EXERCISE REQUIREMENTS —
**a)** In the Timsbury passage, in what year did Hayeswood colliery open?
**b)** Print the section of the Timsbury passage starting with "Pitfour House in" and going on through "closed in 1824.", copied word for word.
**c)** List the coal mines that the Timsbury passage names as served by the Somerset Coal Canal.

TEXT EXCERPT —
Pitfour House in the High street was built in the mid 17th century. The terrace of houses at Crook Barton dates back to around 1700.

In 1795, the Gooseyard bridge in Timsbury parish was the starting point for the Somerset Coal Canal which served the seven coal mines at Amesbury, Mearns, Tyning, Hayeswood, Old Grove, and Upper and Lower Conygre, around the village which formed a major part of the Somerset Coalfield. Lower Conygre (Conigre in some old spellings) was sunk in 1847 and in 1896 was merged with the older Upper Congyre which had been started in 1791. They were owned by Samborne Smith and Company in 1908, and then by Beaumont, Kennedy and Co. The Amesbury pit opened before 1701 and closed in the early 19th century. Hayeswood colliery opened in 1750 and closed in 1862. Tyning opened in 1766 followed by Mearns which was sunk in 1783 and closed in 1824.

SOURCE INFORMATION —

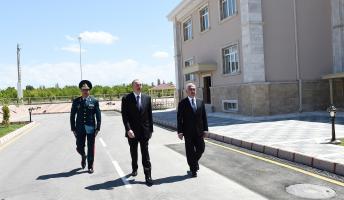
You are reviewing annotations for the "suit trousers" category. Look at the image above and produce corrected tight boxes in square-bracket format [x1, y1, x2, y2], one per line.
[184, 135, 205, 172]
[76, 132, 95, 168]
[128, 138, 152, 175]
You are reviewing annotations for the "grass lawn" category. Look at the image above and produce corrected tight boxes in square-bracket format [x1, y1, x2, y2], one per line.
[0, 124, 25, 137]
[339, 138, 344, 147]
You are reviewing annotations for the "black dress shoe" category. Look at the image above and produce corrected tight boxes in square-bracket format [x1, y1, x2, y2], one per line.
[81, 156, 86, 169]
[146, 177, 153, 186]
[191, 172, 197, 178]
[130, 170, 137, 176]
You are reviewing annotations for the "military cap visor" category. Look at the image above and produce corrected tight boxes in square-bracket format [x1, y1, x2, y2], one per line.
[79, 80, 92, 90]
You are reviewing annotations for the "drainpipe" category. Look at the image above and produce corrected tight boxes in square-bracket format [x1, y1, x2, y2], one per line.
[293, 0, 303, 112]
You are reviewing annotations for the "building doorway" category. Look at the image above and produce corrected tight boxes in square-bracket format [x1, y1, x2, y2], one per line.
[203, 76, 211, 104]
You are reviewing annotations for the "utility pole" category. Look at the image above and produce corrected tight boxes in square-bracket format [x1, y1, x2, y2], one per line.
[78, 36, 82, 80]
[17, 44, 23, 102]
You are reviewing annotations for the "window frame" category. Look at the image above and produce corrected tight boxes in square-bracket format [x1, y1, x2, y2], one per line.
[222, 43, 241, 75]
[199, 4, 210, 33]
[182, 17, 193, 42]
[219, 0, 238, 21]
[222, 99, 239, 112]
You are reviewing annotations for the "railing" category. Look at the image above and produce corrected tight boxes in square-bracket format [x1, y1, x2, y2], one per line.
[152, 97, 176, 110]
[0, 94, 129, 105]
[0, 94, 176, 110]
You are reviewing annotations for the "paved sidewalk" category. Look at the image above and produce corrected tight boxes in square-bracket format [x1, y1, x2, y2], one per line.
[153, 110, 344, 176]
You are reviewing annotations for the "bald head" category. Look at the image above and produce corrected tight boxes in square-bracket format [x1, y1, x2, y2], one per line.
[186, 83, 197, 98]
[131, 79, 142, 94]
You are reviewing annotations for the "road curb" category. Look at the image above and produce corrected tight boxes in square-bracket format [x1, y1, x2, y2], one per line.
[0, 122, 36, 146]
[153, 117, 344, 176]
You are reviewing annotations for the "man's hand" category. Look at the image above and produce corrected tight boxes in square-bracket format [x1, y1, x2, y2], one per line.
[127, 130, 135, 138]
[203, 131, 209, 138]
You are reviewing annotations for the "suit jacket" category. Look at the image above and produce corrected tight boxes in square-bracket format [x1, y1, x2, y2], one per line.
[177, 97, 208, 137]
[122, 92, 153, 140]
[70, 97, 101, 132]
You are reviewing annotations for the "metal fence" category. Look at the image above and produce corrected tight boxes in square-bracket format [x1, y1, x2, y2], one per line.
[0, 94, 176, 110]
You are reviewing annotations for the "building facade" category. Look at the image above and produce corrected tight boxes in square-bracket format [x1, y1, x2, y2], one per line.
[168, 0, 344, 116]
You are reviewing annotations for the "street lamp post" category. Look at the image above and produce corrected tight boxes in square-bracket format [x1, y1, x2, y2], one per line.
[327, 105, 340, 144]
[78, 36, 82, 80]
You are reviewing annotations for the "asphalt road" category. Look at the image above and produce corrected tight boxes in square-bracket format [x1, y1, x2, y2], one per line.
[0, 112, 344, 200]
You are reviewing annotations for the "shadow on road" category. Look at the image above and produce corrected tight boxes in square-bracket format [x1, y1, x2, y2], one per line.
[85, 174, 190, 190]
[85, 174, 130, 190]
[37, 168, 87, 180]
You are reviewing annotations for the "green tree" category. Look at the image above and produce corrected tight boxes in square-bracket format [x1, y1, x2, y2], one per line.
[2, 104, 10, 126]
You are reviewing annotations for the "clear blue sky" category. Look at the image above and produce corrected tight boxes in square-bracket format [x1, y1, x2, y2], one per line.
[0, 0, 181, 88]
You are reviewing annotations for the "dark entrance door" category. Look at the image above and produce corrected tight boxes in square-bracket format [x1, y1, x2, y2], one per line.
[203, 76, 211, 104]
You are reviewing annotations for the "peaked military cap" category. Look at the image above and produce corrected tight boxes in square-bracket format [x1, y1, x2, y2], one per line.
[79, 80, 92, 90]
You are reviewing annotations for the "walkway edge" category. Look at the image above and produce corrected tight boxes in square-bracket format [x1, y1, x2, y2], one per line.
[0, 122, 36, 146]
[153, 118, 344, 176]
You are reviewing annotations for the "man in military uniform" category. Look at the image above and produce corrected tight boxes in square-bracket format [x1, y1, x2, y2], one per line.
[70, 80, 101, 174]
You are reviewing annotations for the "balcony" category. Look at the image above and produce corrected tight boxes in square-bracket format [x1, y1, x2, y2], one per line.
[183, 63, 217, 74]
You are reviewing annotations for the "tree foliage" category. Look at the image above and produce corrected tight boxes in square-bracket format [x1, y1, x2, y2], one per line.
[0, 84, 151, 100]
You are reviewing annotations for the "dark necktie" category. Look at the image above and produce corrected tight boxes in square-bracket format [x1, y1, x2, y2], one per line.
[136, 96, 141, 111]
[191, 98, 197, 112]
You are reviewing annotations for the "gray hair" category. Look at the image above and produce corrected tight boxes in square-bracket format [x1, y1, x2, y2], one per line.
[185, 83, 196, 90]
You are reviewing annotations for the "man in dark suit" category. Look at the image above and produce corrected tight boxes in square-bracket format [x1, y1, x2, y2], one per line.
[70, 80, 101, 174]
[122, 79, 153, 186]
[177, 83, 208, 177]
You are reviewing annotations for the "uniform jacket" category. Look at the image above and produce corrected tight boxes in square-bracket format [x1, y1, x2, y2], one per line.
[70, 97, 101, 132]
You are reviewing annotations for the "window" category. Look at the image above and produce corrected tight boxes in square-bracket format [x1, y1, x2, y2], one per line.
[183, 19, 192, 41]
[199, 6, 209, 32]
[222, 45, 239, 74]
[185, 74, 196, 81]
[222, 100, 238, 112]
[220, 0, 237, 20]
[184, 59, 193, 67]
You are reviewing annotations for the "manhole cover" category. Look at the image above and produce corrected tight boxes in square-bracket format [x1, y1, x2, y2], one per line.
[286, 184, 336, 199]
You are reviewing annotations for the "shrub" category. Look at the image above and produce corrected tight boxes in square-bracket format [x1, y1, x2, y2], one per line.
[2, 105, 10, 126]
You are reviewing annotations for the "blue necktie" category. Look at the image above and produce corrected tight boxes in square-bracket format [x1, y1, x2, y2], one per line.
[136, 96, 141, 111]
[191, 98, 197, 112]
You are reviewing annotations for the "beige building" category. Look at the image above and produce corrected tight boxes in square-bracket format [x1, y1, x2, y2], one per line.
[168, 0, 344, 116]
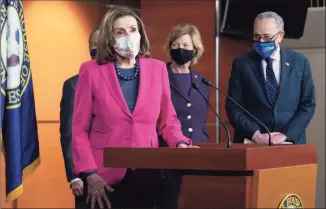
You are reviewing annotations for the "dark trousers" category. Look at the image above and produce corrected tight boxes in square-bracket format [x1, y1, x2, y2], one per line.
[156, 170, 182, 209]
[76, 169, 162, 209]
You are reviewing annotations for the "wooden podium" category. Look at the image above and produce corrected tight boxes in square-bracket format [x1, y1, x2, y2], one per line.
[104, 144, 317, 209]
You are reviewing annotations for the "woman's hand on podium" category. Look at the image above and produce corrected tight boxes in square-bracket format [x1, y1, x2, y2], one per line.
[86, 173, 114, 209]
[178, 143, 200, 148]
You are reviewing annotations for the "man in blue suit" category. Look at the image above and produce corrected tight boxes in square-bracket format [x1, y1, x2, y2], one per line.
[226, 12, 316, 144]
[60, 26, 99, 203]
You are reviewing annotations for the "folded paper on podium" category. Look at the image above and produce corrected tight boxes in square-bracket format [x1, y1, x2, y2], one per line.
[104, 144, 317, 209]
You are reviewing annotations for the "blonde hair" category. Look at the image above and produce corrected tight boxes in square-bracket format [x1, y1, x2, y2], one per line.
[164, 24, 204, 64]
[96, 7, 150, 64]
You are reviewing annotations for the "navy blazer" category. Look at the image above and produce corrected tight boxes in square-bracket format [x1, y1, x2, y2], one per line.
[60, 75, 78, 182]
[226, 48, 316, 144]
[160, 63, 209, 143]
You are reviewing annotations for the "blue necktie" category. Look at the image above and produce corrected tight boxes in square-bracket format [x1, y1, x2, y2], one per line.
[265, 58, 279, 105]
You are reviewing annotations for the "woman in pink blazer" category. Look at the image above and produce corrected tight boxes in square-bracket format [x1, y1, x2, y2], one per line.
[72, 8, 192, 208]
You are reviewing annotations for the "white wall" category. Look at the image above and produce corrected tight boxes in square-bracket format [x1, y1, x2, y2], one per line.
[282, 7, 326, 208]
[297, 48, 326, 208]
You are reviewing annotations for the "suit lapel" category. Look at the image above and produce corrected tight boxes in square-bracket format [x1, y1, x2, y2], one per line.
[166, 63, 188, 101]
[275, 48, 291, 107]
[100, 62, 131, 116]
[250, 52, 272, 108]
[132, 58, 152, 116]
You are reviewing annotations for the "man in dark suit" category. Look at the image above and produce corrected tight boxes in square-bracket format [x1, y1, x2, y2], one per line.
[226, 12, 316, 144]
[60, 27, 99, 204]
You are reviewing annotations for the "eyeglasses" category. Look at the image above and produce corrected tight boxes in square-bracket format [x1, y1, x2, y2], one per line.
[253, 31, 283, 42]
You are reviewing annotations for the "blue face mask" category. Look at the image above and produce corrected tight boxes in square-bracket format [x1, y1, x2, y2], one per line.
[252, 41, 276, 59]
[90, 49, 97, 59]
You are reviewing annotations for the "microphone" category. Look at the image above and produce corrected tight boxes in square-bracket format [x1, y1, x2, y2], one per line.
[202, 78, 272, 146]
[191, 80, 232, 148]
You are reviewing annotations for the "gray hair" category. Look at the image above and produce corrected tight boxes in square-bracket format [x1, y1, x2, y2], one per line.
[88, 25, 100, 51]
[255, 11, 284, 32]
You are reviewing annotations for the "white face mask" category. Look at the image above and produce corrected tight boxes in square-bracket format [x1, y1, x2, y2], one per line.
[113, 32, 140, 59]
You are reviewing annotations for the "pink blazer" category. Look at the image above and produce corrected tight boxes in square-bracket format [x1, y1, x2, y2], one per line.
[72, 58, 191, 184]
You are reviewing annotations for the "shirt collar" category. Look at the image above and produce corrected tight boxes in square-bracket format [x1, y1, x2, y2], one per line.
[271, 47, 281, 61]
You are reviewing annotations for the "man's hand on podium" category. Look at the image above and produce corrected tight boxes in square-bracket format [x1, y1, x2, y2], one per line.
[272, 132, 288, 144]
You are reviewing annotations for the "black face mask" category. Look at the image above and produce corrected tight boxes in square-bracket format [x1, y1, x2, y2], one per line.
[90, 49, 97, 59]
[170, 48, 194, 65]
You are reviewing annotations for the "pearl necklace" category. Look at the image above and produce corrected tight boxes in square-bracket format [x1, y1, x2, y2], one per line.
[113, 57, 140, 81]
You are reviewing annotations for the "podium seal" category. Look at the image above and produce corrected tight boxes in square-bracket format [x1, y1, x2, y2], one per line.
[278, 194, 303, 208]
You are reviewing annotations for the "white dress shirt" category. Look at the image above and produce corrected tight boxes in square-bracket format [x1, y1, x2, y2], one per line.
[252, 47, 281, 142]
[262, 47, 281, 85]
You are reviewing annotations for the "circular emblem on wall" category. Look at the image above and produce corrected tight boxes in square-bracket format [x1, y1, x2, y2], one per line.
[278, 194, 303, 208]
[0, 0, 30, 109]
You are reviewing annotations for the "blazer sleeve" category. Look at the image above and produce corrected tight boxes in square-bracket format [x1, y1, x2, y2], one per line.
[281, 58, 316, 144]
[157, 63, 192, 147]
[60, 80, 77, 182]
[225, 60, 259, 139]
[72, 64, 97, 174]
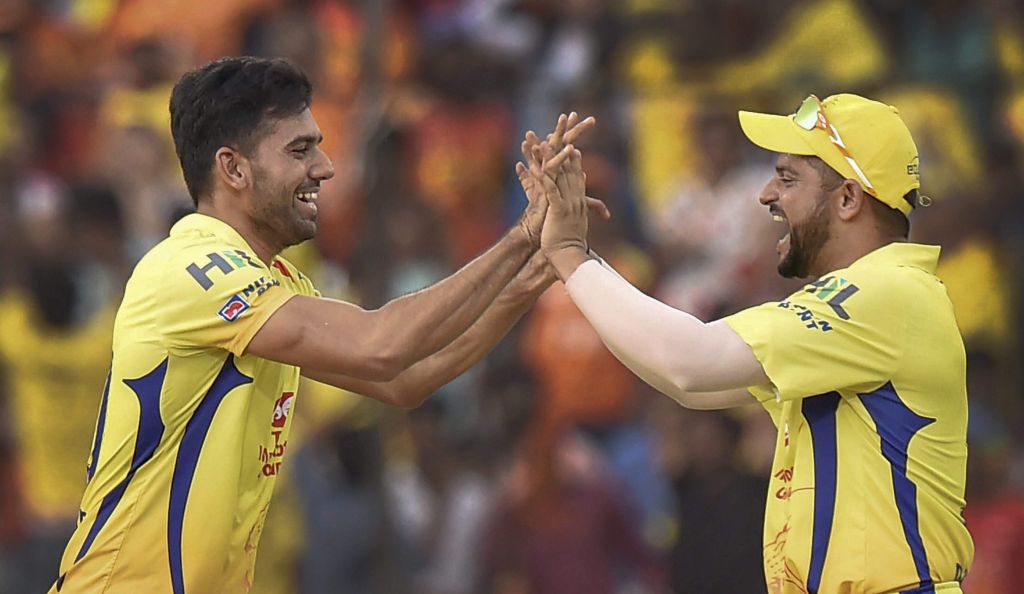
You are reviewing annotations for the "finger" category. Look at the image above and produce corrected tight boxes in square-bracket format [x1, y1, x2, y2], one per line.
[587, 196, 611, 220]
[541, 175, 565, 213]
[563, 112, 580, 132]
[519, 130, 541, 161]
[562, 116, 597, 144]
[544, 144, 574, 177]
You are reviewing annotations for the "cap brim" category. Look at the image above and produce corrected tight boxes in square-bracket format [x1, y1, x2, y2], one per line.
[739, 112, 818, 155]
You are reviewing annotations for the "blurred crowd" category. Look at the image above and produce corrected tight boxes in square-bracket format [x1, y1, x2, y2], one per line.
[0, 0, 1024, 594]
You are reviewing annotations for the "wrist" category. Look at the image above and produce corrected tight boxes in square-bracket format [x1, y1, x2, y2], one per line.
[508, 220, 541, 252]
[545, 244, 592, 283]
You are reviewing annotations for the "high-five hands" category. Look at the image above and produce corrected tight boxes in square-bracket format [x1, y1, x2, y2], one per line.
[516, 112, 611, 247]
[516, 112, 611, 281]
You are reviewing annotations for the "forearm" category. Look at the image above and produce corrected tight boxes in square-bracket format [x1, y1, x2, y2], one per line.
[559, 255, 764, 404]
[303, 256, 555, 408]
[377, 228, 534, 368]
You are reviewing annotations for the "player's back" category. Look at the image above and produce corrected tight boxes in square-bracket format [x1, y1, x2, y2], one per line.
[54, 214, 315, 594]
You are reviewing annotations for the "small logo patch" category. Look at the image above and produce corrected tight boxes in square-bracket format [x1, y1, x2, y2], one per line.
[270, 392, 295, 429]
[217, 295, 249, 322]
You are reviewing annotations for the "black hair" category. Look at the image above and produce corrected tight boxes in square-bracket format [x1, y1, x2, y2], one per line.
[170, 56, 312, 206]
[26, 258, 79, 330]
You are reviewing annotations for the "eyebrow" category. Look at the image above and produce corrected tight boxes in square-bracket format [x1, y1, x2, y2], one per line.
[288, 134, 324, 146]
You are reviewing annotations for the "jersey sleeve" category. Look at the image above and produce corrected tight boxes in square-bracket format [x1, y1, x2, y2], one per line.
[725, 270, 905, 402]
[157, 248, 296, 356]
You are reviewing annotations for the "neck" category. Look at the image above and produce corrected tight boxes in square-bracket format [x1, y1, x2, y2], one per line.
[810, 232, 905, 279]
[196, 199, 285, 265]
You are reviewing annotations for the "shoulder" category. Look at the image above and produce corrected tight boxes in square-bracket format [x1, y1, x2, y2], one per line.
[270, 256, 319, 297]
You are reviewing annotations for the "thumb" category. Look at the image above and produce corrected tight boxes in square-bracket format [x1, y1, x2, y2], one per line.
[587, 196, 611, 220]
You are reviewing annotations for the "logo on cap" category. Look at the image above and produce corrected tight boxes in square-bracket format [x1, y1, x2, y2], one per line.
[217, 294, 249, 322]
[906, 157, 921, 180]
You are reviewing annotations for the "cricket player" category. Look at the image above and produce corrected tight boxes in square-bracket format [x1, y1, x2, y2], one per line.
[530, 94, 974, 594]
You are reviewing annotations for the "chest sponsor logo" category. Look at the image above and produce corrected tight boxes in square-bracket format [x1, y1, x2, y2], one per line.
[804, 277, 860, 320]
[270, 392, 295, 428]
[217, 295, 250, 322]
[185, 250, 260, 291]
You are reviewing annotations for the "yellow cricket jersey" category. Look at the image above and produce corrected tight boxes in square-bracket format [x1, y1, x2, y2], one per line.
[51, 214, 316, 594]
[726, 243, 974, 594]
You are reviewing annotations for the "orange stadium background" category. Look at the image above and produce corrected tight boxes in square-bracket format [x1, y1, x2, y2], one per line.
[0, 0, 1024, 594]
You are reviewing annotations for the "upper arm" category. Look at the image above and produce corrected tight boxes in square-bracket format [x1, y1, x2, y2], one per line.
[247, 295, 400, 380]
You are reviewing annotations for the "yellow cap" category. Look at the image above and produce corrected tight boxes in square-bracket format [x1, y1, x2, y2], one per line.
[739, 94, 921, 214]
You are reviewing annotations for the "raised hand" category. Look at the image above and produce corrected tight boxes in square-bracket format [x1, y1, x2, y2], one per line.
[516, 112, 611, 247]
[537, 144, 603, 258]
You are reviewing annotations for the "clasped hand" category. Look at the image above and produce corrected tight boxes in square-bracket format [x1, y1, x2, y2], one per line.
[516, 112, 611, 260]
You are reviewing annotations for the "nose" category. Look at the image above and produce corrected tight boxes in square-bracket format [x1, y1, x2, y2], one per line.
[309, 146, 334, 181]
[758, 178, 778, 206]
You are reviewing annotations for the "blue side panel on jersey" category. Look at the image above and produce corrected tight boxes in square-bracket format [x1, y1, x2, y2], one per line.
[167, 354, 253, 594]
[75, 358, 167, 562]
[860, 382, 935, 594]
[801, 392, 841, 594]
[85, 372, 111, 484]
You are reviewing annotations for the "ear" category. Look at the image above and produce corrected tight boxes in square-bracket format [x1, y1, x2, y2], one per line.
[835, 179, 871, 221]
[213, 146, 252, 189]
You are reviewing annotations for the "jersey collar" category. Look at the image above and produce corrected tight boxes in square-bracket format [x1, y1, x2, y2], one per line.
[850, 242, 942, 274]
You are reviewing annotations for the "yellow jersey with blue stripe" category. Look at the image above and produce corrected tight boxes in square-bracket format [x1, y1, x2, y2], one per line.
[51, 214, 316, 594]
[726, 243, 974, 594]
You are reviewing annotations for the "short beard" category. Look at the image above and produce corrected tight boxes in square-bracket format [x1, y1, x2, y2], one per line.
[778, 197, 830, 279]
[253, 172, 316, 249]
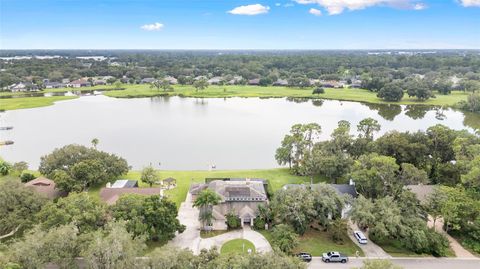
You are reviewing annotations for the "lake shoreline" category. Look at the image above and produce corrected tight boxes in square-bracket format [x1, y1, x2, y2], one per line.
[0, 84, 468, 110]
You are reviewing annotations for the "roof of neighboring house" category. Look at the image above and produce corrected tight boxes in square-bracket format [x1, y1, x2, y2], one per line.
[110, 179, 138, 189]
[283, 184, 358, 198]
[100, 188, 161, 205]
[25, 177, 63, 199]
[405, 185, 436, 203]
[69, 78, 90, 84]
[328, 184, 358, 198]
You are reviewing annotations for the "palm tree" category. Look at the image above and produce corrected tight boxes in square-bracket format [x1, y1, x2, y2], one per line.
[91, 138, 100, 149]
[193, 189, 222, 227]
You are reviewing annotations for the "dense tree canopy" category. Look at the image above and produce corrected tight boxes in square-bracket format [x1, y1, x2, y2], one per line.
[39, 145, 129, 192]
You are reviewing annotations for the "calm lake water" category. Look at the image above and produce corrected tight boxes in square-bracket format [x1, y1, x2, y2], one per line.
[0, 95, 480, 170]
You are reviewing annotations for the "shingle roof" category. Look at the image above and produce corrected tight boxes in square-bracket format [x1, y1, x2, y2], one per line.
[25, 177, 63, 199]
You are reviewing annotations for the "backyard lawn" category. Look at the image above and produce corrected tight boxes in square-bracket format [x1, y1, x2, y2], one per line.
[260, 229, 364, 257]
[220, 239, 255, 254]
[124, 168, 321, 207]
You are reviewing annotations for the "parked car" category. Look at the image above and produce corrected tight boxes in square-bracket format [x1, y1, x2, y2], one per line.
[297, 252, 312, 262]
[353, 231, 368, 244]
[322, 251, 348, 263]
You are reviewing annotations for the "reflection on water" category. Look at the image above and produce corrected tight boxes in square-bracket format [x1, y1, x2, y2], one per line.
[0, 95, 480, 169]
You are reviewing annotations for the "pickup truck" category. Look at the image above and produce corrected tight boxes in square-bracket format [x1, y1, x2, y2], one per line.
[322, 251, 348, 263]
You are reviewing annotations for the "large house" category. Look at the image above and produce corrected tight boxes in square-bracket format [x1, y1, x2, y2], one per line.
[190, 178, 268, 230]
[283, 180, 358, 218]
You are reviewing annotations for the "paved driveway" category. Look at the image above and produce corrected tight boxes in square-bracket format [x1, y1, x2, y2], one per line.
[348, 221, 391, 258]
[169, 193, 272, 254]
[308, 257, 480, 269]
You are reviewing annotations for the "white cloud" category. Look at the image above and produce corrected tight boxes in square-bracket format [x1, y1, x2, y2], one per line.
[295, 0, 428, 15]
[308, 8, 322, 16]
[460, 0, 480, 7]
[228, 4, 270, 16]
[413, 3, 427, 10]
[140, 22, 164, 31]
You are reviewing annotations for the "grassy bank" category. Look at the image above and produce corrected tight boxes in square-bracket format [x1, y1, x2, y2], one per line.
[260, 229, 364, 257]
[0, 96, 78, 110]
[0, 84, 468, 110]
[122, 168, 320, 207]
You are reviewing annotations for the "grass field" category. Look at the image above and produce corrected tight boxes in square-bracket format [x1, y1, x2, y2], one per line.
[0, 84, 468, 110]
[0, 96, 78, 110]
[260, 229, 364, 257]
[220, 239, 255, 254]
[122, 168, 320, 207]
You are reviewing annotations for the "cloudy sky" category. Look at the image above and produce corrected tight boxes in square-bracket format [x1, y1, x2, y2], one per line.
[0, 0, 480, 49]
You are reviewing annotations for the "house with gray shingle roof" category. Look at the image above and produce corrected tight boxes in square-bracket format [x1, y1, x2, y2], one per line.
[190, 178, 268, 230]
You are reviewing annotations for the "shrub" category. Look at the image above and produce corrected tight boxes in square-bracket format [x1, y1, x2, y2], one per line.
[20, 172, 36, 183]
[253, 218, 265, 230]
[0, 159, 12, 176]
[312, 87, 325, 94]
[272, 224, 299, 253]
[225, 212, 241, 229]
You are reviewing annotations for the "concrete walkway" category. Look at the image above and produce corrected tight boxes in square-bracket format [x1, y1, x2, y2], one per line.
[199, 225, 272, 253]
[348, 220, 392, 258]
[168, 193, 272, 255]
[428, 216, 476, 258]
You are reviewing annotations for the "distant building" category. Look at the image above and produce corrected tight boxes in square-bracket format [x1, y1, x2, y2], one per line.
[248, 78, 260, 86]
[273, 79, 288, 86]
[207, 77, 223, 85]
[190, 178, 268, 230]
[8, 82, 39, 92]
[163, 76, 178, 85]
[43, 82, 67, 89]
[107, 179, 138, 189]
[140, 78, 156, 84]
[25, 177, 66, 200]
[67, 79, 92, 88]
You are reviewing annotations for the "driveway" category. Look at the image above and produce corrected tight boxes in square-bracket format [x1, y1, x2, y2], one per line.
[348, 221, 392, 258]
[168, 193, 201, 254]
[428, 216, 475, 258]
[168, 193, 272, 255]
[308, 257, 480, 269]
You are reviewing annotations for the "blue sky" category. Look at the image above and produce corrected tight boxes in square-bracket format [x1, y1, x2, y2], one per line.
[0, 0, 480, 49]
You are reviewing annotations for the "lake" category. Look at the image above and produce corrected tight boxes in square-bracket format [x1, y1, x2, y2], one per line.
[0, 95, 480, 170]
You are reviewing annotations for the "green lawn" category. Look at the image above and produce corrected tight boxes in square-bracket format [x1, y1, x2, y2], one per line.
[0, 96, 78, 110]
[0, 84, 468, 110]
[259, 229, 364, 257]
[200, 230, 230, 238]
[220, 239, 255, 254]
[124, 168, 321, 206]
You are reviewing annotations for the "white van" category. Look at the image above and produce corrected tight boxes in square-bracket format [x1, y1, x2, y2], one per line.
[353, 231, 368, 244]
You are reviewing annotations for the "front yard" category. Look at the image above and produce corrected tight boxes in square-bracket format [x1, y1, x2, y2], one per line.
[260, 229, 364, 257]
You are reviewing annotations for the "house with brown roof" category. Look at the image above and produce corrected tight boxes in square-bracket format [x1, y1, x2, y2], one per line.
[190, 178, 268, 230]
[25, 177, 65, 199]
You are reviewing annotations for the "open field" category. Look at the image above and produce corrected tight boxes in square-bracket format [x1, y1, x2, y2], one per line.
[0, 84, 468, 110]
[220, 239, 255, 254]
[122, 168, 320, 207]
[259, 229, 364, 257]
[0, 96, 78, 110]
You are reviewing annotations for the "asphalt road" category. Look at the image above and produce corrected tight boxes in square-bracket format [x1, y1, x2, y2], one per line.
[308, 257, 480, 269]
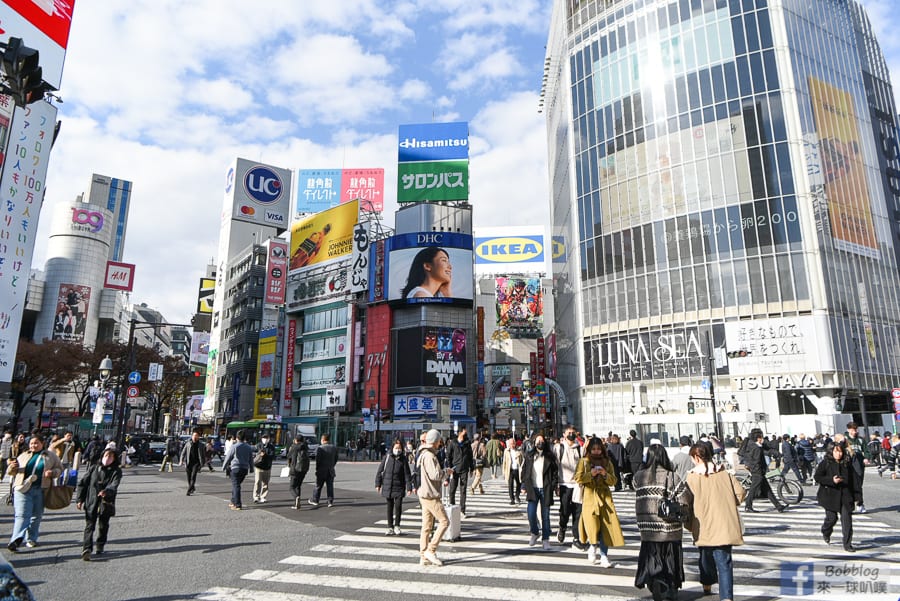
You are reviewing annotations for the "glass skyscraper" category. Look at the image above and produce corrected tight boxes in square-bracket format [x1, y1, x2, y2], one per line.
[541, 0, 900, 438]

RESULTS BY TASK —
**a)** 1750

**b)**
Pitfour House in the High street was built in the mid 17th century. The terrace of houses at Crook Barton dates back to around 1700.

In 1795, the Gooseyard bridge in Timsbury parish was the starting point for the Somerset Coal Canal which served the seven coal mines at Amesbury, Mearns, Tyning, Hayeswood, Old Grove, and Upper and Lower Conygre, around the village which formed a major part of the Somerset Coalfield. Lower Conygre (Conigre in some old spellings) was sunk in 1847 and in 1896 was merged with the older Upper Congyre which had been started in 1791. They were owned by Samborne Smith and Company in 1908, and then by Beaumont, Kennedy and Co. The Amesbury pit opened before 1701 and closed in the early 19th century. Hayeswood colliery opened in 1750 and closed in 1862. Tyning opened in 1766 followed by Mearns which was sunk in 1783 and closed in 1824.

**c)** Amesbury, Mearns, Tyning, Hayeswood, Old Grove, Upper Conygre, Lower Conygre